▶ _Document excerpt_
= Beginning of Section =
Insect Facts
Insects! Some people hate them, some fear them and an increasing number of people even eat them. Do you know how many trips a honeybee needs to make to produce just one pound of honey? Do insects breathe through their mouths or somewhere else? Here are some amazing facts about insects that will astound you!

1) The first creatures sent into space were fruit flies.
2) A bee may travel over 60 miles in one day in the search for food.
3) The oldest known fossil of an insect is of a springtail and dates back over 400 million years. That’s about 170 million years before the arrival of dinosaurs.
4) About 60 million trips are required by the honeybee to gather enough nectar to make one pound of honey.
5) Dragonflies have been around for over 300 million years. The largest known insect was an ancient dragonfly called Meganeuropsis that lived around 250 million years ago and had a wingspan of over 2.5 feet!

6) Many insects replace the water in their bodies with a chemical called glycerol to survive the winter.
7) With over 380,000 species, beetles are the most biodiverse group of creatures known.
8) Insects are found on every continent including Antarctica where the wingless midge (Belgica antarctica) lives.
9) Insects do not breathe through their mouths, but through holes on their sides called spiracles.
10) The strongest insect is the dung beetle (Onthophagus taurus). It can pull almost 1,200 times its own body weight.

11) Jerry Butler, an emeritus professor of entomology, recorded a male horsefly going over 90 miles per hour – that’s the fastest insect on record!
12) Weighing in at over one pound is the giant weta from New Zealand.
13) The thought of eating insects might gross you out, but it’s common to eat insects in many countries, such as in Thailand. In the United States, the FDA standard allows less than 60 insect parts per 100 grams of food.
14) Scientists discover more than seven thousand new species of insects every year!
15) The renowned biologists Bert Hölldobler and E. O. Wilson estimated that there are about ten quadrillion ants on the planet at any given moment. Given the current population of Earth, that’s over one million ants per human.

“If all mankind were to disappear, the world would regenerate back to the rich state of equilibrium that existed ten thousand years ago. If insects were to vanish, the environment would collapse into chaos.”
= End of Section =
▶ _Available data_
= Beginning of Section =
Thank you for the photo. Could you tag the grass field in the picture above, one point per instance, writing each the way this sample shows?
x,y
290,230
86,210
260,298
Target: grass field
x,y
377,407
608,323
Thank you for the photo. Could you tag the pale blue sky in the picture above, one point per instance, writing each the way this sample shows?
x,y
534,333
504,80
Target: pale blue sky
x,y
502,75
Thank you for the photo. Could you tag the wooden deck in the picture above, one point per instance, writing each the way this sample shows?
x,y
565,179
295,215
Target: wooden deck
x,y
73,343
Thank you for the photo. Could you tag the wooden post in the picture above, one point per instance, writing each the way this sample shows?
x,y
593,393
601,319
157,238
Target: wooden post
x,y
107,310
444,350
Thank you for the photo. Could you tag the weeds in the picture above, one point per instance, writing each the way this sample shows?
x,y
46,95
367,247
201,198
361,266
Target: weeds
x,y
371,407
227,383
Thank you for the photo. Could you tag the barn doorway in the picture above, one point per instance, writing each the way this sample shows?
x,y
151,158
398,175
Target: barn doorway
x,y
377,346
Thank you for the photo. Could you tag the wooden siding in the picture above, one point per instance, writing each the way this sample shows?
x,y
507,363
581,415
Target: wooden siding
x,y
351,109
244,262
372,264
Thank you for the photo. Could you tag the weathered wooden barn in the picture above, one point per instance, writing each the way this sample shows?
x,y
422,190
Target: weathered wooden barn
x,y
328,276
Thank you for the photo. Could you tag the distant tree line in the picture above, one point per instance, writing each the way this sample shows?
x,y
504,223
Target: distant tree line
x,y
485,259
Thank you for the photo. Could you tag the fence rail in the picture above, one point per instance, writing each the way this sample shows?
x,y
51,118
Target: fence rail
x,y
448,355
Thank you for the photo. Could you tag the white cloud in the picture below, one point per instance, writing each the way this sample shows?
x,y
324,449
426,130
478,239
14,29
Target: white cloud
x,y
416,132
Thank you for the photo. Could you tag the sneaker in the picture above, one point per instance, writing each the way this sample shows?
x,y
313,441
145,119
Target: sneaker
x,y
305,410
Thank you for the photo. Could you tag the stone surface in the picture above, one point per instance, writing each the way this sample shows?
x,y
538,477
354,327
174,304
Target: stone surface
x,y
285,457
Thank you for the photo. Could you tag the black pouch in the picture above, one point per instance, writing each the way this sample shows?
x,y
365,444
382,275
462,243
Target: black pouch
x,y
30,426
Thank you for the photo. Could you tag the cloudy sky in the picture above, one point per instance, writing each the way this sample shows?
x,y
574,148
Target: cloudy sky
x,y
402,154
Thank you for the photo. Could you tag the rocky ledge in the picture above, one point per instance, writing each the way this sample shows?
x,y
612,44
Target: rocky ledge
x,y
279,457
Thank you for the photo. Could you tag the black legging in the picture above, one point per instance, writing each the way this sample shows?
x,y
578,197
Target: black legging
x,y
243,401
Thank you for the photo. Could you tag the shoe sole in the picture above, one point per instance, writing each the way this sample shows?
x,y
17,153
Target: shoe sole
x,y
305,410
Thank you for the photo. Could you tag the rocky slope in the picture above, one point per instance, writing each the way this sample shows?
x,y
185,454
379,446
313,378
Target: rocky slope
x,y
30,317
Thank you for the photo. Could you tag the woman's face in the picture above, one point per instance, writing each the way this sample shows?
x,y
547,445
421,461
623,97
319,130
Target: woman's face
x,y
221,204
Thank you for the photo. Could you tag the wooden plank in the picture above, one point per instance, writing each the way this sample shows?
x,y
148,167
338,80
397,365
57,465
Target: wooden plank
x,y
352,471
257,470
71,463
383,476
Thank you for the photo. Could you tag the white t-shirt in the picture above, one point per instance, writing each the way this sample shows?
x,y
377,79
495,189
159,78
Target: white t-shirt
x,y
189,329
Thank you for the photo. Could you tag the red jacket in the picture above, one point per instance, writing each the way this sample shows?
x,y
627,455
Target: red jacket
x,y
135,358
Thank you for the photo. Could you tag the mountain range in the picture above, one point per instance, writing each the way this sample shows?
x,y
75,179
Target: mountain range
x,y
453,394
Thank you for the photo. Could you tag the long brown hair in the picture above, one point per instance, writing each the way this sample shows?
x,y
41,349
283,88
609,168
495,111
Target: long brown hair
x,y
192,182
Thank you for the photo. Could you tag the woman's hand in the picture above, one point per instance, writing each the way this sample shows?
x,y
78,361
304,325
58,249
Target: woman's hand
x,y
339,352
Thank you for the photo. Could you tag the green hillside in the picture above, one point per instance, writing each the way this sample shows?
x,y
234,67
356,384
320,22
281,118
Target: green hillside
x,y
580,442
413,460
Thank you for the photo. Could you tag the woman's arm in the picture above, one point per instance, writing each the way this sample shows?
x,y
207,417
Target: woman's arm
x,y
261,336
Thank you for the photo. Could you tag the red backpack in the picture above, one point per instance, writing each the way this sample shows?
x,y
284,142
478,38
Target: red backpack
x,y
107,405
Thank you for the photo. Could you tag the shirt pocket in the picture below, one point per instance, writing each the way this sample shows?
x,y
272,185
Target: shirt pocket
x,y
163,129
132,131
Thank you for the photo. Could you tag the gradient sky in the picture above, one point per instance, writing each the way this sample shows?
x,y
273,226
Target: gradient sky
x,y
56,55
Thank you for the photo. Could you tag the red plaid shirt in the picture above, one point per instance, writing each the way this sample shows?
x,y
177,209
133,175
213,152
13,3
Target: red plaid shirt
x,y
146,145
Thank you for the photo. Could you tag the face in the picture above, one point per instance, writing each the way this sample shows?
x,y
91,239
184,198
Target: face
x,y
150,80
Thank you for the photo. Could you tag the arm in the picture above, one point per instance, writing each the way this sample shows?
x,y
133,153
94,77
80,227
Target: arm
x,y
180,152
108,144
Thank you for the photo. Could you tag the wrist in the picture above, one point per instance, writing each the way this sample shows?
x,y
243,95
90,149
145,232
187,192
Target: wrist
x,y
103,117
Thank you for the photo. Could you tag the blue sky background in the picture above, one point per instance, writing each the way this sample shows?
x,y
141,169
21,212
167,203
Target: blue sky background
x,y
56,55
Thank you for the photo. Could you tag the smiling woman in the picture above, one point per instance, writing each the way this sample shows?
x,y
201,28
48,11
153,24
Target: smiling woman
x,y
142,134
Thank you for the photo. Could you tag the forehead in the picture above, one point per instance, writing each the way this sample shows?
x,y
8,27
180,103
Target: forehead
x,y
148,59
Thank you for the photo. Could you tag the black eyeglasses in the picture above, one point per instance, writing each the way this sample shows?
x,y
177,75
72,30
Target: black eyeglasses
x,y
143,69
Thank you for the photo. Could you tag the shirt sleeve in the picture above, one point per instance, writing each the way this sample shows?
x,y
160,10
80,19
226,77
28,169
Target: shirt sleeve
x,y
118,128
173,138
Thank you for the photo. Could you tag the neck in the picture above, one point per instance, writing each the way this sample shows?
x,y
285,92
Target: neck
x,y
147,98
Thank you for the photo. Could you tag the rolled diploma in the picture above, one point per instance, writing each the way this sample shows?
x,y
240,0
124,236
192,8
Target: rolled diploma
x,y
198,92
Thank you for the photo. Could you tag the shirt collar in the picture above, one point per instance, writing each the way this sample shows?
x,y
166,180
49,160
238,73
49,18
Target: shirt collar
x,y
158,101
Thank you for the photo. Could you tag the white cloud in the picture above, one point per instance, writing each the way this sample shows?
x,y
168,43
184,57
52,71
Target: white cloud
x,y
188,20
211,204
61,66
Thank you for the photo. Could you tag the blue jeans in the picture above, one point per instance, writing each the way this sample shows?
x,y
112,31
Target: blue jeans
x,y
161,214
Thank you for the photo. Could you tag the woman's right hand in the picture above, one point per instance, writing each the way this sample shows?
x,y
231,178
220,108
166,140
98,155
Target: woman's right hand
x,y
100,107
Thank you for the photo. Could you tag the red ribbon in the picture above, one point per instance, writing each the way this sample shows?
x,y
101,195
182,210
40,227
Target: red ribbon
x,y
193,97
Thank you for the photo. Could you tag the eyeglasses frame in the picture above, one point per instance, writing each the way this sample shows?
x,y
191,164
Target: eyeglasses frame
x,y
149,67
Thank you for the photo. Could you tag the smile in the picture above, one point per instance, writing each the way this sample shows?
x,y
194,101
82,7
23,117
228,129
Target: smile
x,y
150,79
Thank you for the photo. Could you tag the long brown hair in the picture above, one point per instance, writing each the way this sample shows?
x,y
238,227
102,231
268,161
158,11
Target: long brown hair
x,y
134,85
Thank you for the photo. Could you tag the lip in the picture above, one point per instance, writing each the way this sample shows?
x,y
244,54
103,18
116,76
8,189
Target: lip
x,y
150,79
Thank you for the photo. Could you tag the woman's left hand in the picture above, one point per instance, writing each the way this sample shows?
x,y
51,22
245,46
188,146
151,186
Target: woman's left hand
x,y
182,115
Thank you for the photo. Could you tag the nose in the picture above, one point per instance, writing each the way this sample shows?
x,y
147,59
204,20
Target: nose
= End of Section =
▶ _Work request 1_
In the insect facts page, what are the holes insects breathe through called?
▶ _Work request 2_
Quote the insect facts page from "5) Dragonflies have" through "over 2.5 feet!".

▶ _Result 1_
Spiracles

▶ _Result 2_
5) Dragonflies have been around for over 300 million years. The largest known insect was an ancient dragonfly called Meganeuropsis that lived around 250 million years ago and had a wingspan of over 2.5 feet!